begin Recorded data
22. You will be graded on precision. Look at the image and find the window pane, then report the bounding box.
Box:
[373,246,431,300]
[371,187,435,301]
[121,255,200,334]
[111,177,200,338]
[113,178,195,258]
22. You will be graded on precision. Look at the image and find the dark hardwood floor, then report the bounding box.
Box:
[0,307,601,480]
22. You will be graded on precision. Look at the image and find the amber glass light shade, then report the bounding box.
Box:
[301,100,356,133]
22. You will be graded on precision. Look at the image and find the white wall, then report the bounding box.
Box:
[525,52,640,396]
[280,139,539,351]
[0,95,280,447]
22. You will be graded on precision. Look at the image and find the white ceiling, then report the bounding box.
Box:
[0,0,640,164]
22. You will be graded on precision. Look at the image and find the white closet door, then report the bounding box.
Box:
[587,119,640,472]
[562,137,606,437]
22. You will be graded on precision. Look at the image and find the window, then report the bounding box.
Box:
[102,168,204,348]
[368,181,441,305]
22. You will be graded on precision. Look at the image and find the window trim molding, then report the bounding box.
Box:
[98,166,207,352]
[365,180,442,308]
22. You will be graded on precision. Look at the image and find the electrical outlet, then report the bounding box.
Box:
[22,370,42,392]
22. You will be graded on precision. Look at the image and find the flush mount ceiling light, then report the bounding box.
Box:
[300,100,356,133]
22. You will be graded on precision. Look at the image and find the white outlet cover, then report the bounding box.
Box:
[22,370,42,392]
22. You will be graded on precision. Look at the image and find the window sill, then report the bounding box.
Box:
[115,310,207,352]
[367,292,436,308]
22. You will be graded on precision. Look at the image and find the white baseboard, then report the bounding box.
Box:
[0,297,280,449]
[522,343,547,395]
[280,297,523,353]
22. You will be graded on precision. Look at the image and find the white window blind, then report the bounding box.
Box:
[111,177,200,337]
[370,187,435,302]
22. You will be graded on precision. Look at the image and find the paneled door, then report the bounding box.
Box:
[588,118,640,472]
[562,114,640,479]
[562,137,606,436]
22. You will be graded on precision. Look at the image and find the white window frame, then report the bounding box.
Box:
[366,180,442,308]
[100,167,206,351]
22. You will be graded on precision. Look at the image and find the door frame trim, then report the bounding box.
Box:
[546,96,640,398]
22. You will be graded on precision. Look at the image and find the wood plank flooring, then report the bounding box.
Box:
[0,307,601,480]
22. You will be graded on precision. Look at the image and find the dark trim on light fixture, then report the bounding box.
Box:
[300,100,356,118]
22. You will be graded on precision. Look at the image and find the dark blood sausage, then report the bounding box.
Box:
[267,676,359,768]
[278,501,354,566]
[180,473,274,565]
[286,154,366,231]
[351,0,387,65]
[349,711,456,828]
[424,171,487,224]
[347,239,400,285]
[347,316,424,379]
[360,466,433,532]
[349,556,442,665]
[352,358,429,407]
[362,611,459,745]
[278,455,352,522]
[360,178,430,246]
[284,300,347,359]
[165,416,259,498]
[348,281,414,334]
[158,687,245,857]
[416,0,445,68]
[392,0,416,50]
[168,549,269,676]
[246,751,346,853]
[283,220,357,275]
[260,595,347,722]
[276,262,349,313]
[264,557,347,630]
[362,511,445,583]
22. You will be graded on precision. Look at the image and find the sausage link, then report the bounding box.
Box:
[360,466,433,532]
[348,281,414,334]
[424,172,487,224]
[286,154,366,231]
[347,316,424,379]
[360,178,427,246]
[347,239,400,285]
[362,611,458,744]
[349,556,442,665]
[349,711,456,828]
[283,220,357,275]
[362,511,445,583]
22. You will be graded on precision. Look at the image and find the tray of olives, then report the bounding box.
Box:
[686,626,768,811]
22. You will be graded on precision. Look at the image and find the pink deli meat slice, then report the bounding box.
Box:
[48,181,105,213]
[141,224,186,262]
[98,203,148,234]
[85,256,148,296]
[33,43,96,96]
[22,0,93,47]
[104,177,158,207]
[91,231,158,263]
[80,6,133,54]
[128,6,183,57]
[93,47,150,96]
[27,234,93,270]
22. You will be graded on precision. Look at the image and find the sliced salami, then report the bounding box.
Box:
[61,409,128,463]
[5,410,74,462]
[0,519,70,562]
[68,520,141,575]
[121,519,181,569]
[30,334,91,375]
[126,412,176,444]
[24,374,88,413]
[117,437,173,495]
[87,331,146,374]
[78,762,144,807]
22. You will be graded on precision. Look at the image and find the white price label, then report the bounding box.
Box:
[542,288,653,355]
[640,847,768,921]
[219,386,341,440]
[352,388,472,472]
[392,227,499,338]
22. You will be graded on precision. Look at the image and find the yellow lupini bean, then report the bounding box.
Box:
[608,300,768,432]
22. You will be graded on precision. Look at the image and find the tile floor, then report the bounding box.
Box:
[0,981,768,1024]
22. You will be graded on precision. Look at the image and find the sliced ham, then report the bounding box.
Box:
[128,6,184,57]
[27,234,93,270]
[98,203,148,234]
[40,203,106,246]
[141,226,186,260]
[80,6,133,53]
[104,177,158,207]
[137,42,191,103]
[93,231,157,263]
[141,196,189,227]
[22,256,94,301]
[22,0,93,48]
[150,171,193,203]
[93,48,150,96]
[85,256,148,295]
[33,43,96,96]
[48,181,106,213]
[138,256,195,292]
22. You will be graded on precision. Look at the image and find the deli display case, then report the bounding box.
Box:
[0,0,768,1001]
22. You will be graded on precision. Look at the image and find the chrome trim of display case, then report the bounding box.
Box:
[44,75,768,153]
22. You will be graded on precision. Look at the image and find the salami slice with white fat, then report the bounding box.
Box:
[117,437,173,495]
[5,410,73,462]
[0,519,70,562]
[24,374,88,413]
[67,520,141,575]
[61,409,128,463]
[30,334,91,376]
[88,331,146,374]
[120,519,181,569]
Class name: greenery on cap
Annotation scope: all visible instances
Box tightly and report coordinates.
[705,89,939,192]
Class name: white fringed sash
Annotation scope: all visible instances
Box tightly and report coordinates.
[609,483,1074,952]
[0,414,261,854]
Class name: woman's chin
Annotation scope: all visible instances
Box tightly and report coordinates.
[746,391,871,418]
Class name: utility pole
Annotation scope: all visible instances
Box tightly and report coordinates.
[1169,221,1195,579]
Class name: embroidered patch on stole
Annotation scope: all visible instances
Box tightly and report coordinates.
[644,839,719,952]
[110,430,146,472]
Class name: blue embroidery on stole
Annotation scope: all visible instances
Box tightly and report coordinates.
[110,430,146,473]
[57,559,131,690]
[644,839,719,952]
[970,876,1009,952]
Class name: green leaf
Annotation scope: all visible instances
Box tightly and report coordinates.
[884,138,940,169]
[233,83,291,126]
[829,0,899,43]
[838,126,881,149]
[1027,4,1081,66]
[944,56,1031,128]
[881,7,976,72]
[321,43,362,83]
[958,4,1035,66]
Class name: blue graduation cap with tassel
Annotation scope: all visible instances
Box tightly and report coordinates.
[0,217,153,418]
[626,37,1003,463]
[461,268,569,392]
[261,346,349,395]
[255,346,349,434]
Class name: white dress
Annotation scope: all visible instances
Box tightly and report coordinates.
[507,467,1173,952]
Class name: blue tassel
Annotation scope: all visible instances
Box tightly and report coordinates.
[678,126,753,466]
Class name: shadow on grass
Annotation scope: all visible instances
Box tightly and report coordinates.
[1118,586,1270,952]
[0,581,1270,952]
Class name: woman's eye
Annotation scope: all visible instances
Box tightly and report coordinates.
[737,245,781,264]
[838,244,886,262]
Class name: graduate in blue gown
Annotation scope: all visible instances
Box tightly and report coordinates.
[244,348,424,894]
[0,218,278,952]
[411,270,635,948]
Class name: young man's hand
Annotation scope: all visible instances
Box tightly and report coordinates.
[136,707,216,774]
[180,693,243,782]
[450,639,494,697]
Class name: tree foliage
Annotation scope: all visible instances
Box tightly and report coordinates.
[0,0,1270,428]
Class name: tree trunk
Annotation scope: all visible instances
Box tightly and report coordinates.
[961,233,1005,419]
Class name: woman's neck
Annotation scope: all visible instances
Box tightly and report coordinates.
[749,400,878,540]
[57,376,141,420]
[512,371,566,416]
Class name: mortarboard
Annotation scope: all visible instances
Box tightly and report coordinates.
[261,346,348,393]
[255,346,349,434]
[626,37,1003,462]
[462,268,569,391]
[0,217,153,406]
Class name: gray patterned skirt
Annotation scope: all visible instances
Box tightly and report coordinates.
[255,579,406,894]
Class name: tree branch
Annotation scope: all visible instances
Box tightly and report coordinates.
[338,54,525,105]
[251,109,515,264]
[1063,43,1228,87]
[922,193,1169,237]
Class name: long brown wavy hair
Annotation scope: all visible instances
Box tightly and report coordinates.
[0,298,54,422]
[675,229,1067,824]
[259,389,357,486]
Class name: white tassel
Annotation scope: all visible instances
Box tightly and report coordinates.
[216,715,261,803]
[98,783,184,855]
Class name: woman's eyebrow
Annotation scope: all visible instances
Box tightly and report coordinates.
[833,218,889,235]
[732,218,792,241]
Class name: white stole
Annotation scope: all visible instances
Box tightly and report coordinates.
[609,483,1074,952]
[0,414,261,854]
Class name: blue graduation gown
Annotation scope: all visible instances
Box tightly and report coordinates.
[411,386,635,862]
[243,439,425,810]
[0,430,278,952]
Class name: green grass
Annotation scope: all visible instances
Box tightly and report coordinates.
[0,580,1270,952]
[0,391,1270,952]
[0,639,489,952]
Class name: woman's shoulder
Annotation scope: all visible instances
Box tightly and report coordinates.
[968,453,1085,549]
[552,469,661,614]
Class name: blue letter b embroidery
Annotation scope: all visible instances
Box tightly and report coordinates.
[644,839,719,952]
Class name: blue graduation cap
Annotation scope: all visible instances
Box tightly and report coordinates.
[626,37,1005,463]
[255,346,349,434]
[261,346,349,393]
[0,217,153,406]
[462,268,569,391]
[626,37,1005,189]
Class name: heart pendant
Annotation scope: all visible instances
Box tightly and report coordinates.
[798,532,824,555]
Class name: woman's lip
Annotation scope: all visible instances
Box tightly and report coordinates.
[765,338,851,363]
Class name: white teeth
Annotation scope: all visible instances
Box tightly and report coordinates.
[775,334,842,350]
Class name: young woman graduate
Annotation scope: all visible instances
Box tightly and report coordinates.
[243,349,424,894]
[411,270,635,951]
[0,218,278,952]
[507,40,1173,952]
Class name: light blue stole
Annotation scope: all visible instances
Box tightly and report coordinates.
end Recorded data
> **Exercise details**: Give back exactly the lines from the line containing "Class name: blue letter b embroidery" to the end of the entries, and no other lines.

> **Problem solution**:
Class name: blue letter b embroidery
Annotation scope: all visible instances
Box tightly and report coordinates.
[644,839,719,952]
Class name: blue graduation cap
Annotation scope: all visible instances
Box tightly and report coordinates.
[626,37,1005,463]
[255,346,349,434]
[261,346,349,393]
[0,217,153,406]
[462,268,569,391]
[626,37,1005,189]
Class name: heart pendant
Annotation scope: all visible instances
Box tightly and report coordinates.
[798,532,824,555]
Class name: woman's lip
Annotation scope: all visible instances
Box tightly and report coordinates.
[765,338,851,363]
Class name: white teeth
Annotation scope: all visible instances
Box tightly and report coordinates.
[775,334,842,350]
Class name: young woman graduate
Annotation scope: all visible instances
Box tightly and report coordinates.
[243,349,424,894]
[411,270,635,951]
[0,218,278,952]
[507,40,1173,952]
Class name: light blue stole
Annotation scope: all visible instances
Box tightly and report coordinates.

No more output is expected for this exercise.